■ Passage provided:
######
Pluto’s Return, U.S.A., 2022

You know, we were children of the Bicentennial.

When we were born in 1970, poverty was nearly ended. My neighbor and I sat on the curb in 1976 and debated Carter vs. McGovern for president.

My young hippie parents took me to the New Games Day in Ventura, CA. Hundreds of families like ours. Everybody wins together. An Earth Ball that took all of us to carry across the soccer fields, bouncing over our heads and outstretched hands, us kids rolling over its soft skin. I often think of the “cookie machine,” of our innocence, pairs of grownups jolting us along their clasped hands, through a tunnel of light-hearted youth, a great chain of beautiful strangers.

Before all the Halloween candy had to be store bought packaged in plastic, before rumors of razors hidden in apples or homemade treats.

It wasn’t that nothing bad happened.  (My dad, losing his cool, slamming the record player and breaking my Free To Be You and Me.)

But something twisted.

Jim Jones, drinking the cool aid. Harvey Milk and Mayor Moscone shot dead in the City Council Hall of San Francisco. We fled then, north.

Many of the places where nature is springing back to life began as projects in the 1970s.
######
■ Task 1:
Answer these questions from the piece about growing up in the 1970s:
(a) In what year was the narrator born?
(b) Where did the narrator's parents take the narrator for the New Games Day?
(c) What of the narrator's broke when the father slammed the record player?
■ Task 2:
Rewrite the piece about growing up in the 1970s from "It wasn’t that" to "fled then, north.", substituting "Oakland" for "San Francisco".
■ Task 3:
Continue the piece about growing up in the 1970s, picking up after its last sentence.
The records below have no connection to the piece about growing up in the 1970s.
######
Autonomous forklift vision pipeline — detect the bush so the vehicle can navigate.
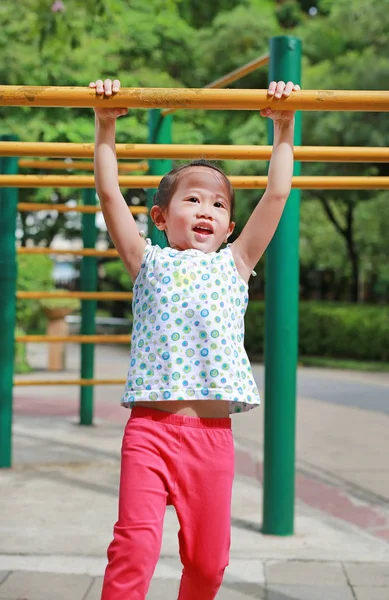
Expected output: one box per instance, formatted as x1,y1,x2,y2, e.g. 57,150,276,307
245,301,389,361
16,254,54,333
14,327,32,373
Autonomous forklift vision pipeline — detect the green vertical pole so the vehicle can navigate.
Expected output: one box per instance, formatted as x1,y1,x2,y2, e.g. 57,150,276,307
0,135,18,468
80,189,97,425
147,108,173,248
262,36,301,535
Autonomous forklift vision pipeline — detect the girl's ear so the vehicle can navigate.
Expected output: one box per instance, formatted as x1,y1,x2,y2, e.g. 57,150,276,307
224,221,235,244
150,205,166,231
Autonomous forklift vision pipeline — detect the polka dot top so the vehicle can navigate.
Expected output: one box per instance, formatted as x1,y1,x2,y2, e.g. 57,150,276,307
121,240,260,413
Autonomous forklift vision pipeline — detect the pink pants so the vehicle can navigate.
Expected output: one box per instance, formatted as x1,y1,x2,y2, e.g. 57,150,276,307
101,407,234,600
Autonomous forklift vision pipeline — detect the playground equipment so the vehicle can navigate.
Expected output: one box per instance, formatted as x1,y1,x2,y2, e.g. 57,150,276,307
0,36,389,535
0,141,389,159
0,86,389,112
0,175,389,188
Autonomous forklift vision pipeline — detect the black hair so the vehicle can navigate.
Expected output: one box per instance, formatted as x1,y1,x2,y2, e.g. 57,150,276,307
153,158,235,221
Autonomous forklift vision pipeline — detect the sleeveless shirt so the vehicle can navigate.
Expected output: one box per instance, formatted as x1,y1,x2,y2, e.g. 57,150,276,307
121,240,260,413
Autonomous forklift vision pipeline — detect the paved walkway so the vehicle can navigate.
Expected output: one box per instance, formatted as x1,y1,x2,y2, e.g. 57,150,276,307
0,345,389,600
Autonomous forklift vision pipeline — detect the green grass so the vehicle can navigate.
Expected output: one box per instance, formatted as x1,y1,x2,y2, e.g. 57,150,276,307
299,356,389,372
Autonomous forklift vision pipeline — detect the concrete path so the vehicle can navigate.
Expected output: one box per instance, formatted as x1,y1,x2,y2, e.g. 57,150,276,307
0,345,389,600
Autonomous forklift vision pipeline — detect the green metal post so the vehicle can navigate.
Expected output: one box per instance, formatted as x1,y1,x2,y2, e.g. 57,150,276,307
80,189,97,425
0,135,18,468
147,108,173,248
262,36,301,535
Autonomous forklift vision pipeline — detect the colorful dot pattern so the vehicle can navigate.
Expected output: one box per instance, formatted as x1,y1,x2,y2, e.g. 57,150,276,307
121,241,260,413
######
■ Response box 1:
(a) 1970
(b) Ventura, CA
(c) Free To Be You and Me

■ Response box 2:
It wasn’t that nothing bad happened.  (My dad, losing his cool, slamming the record player and breaking my Free To Be You and Me.)

But something twisted.

Jim Jones, drinking the cool aid. Harvey Milk and Mayor Moscone shot dead in the City Council Hall of Oakland. We fled then, north.

■ Response box 3:
It’s just that the other side had had amazing focus, while we, Generation X, had been born for utopia, expected it, became disillusioned with it, here we are now, entertain us.

What had happened? Something rose up in our distraction and slowly turned up the heat. Turned the screw.

And now, I am 51. The plague has abated. Summer of #blacklivesmatter. We will never be the same. The rise of authoritarianism. Putin invades Ukraine. A mass shooting every day last weekend. The Koreas, Iran, enriched Uranium, nuclear weapons. A bubble of heat. Fire season. Inflation, gas prices almost at $5. The cost of freedom is children afraid to go to school.

And what will it take we wonder? Will anything take?

A young blue-eyed, blonde, brave Capital Hill police officer coming to on the steps and getting back to work, holding the line against an insurrection, slipping in the blood of her people, chaos, carnage.

It has been so long since saying the pledge of allegiance at age 6, since piñatas, and believing in magic, going to the pumpkin patch with the whole school, and to school campouts, a hike in the “dwarf forest,” disappointed that this was not a woods full of fey folk, but a short forest…I had only felt patriotic briefly again, watching ash coated New Yorkers, huddle on a curb, wrapped in a flag, when the French declared, “We are all Americans” and the world held us.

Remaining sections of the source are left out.